_GIVEN RECORDS:_
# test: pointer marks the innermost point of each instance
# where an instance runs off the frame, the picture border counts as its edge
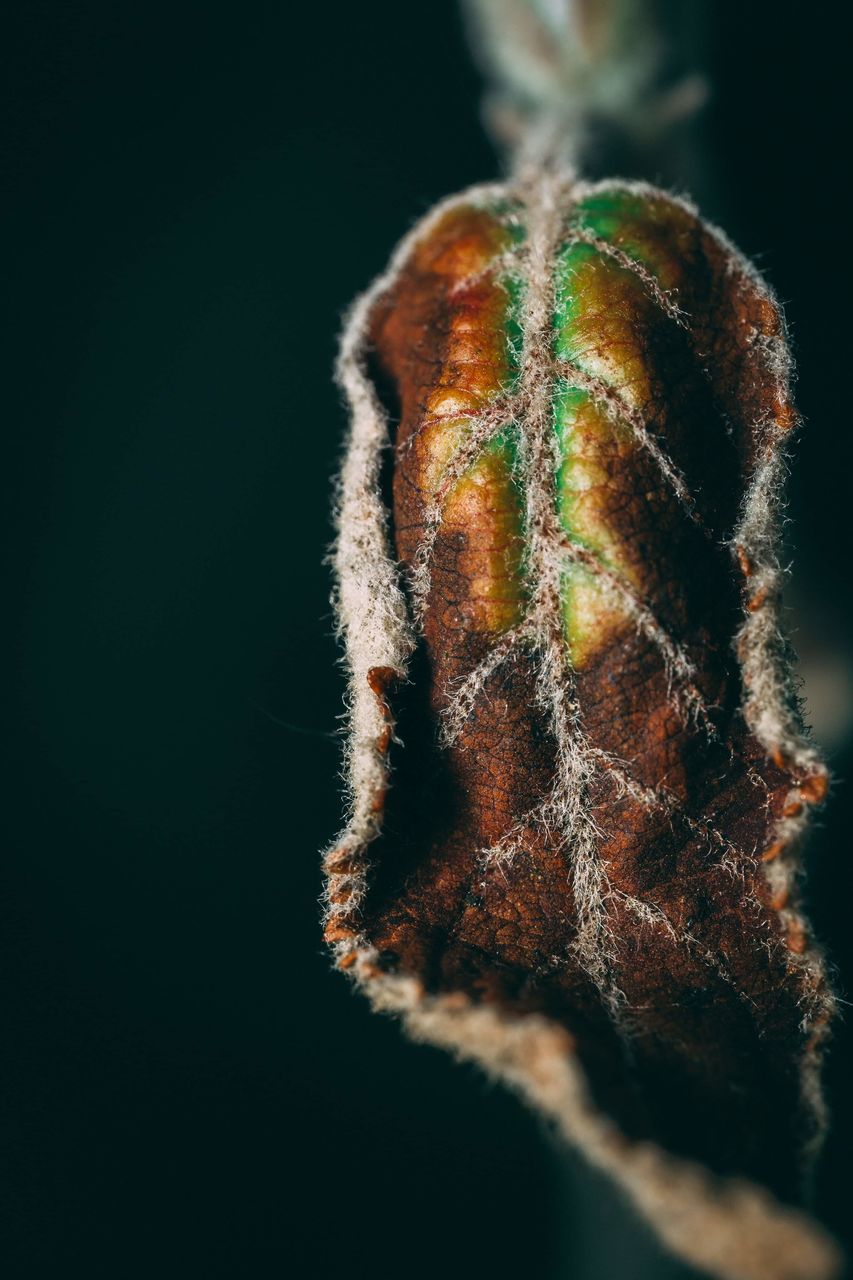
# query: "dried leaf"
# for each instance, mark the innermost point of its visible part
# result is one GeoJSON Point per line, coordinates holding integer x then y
{"type": "Point", "coordinates": [578, 768]}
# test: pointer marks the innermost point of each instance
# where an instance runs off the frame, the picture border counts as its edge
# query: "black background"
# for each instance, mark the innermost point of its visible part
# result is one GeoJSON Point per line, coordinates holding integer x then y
{"type": "Point", "coordinates": [192, 196]}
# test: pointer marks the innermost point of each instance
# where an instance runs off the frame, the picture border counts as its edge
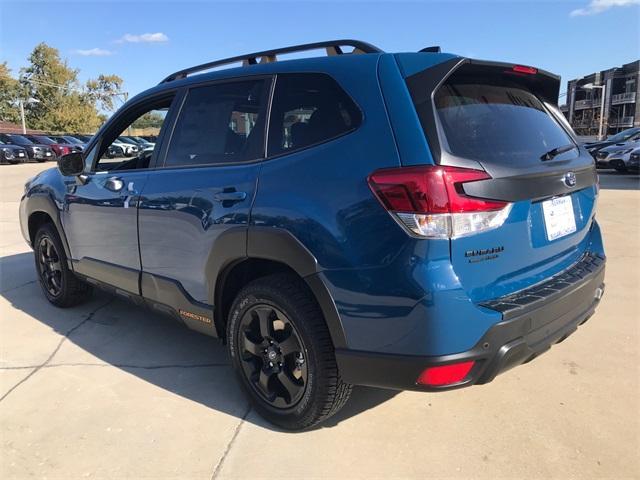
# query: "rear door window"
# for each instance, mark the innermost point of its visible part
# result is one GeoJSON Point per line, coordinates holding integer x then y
{"type": "Point", "coordinates": [218, 124]}
{"type": "Point", "coordinates": [499, 122]}
{"type": "Point", "coordinates": [309, 108]}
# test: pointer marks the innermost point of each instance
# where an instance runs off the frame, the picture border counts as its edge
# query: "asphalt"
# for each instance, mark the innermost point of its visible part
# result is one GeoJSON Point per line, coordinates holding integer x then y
{"type": "Point", "coordinates": [109, 390]}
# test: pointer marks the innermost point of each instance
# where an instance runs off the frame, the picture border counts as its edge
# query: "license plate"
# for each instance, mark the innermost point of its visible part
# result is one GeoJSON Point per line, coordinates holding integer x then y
{"type": "Point", "coordinates": [559, 218]}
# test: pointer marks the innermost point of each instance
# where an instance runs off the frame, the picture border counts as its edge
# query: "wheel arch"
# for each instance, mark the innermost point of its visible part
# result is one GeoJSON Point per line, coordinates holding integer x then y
{"type": "Point", "coordinates": [40, 210]}
{"type": "Point", "coordinates": [273, 250]}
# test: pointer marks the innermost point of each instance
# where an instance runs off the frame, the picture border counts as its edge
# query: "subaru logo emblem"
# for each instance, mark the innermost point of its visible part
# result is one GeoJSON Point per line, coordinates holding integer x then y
{"type": "Point", "coordinates": [570, 179]}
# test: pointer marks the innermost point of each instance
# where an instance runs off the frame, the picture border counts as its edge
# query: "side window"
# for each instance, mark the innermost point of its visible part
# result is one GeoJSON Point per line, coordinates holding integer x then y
{"type": "Point", "coordinates": [218, 124]}
{"type": "Point", "coordinates": [124, 148]}
{"type": "Point", "coordinates": [309, 108]}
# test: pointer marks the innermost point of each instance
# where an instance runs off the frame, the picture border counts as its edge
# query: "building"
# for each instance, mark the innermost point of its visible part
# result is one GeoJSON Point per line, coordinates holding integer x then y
{"type": "Point", "coordinates": [621, 101]}
{"type": "Point", "coordinates": [8, 127]}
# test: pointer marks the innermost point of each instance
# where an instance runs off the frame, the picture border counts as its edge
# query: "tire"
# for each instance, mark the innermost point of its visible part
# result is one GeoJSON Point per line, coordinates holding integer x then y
{"type": "Point", "coordinates": [319, 391]}
{"type": "Point", "coordinates": [59, 284]}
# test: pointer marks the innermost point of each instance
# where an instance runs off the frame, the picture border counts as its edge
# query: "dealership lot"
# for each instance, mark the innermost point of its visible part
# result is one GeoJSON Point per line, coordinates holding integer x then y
{"type": "Point", "coordinates": [111, 390]}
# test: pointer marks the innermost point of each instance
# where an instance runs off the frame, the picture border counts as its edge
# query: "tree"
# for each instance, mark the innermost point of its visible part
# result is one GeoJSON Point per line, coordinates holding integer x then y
{"type": "Point", "coordinates": [61, 104]}
{"type": "Point", "coordinates": [9, 94]}
{"type": "Point", "coordinates": [104, 89]}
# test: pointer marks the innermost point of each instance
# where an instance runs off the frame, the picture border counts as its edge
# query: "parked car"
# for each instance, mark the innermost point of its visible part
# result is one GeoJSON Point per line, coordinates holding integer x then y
{"type": "Point", "coordinates": [83, 138]}
{"type": "Point", "coordinates": [418, 221]}
{"type": "Point", "coordinates": [35, 151]}
{"type": "Point", "coordinates": [624, 136]}
{"type": "Point", "coordinates": [633, 165]}
{"type": "Point", "coordinates": [68, 140]}
{"type": "Point", "coordinates": [59, 149]}
{"type": "Point", "coordinates": [616, 156]}
{"type": "Point", "coordinates": [12, 153]}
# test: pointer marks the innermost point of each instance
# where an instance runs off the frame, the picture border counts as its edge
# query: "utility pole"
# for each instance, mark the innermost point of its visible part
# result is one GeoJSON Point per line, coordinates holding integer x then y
{"type": "Point", "coordinates": [604, 89]}
{"type": "Point", "coordinates": [591, 86]}
{"type": "Point", "coordinates": [24, 124]}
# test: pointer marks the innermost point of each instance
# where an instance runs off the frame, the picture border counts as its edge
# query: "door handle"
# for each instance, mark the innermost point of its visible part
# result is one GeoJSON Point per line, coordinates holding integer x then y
{"type": "Point", "coordinates": [230, 197]}
{"type": "Point", "coordinates": [114, 184]}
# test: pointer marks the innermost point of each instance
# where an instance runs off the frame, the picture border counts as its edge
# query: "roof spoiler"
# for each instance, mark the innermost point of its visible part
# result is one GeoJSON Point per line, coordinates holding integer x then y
{"type": "Point", "coordinates": [543, 83]}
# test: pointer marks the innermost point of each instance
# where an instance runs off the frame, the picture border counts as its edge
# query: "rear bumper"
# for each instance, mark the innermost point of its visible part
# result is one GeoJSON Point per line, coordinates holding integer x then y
{"type": "Point", "coordinates": [532, 321]}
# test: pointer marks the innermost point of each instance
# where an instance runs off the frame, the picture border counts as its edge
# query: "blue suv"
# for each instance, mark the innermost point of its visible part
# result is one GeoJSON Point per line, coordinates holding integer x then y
{"type": "Point", "coordinates": [416, 221]}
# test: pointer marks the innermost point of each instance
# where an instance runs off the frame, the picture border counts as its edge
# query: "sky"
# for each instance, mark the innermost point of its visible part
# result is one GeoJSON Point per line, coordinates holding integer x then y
{"type": "Point", "coordinates": [144, 41]}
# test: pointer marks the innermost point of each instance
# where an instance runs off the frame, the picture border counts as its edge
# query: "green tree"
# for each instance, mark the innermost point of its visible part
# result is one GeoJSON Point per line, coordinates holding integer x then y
{"type": "Point", "coordinates": [104, 89]}
{"type": "Point", "coordinates": [10, 91]}
{"type": "Point", "coordinates": [61, 104]}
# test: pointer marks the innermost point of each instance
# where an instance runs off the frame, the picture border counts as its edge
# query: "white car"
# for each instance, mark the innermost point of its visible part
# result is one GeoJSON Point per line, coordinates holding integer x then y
{"type": "Point", "coordinates": [617, 156]}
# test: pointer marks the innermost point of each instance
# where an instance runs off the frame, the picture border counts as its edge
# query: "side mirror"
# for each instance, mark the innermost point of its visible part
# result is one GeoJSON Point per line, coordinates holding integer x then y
{"type": "Point", "coordinates": [71, 164]}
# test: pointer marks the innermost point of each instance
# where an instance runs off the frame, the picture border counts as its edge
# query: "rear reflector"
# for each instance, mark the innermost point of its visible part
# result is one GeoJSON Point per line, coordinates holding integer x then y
{"type": "Point", "coordinates": [445, 374]}
{"type": "Point", "coordinates": [429, 200]}
{"type": "Point", "coordinates": [525, 69]}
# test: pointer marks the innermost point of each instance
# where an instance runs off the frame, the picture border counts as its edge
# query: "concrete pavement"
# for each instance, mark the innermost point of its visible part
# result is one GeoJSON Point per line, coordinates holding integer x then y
{"type": "Point", "coordinates": [109, 390]}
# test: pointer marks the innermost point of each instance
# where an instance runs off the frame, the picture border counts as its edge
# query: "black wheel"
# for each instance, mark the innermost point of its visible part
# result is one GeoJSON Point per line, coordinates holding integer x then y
{"type": "Point", "coordinates": [282, 352]}
{"type": "Point", "coordinates": [61, 287]}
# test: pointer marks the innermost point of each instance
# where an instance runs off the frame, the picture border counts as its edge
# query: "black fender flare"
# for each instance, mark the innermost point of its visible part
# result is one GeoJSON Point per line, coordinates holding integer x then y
{"type": "Point", "coordinates": [278, 245]}
{"type": "Point", "coordinates": [41, 202]}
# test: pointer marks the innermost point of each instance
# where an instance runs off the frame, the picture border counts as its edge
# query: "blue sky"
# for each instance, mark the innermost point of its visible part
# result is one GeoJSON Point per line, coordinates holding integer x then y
{"type": "Point", "coordinates": [144, 41]}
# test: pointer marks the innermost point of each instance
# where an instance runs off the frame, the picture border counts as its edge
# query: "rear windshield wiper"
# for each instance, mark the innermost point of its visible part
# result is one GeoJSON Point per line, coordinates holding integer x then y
{"type": "Point", "coordinates": [551, 154]}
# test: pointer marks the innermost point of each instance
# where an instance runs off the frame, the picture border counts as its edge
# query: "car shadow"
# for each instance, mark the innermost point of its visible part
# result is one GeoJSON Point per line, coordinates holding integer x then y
{"type": "Point", "coordinates": [612, 180]}
{"type": "Point", "coordinates": [149, 345]}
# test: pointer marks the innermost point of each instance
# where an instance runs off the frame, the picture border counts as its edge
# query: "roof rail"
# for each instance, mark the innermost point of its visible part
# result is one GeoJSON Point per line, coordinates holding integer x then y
{"type": "Point", "coordinates": [332, 47]}
{"type": "Point", "coordinates": [432, 49]}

_SHORT EXERCISE:_
Return each line of the listing above that contains the string "door". Treat uppercase and lowercase letters as different.

_REPLY:_
# query: "rear door window"
# query: "door handle"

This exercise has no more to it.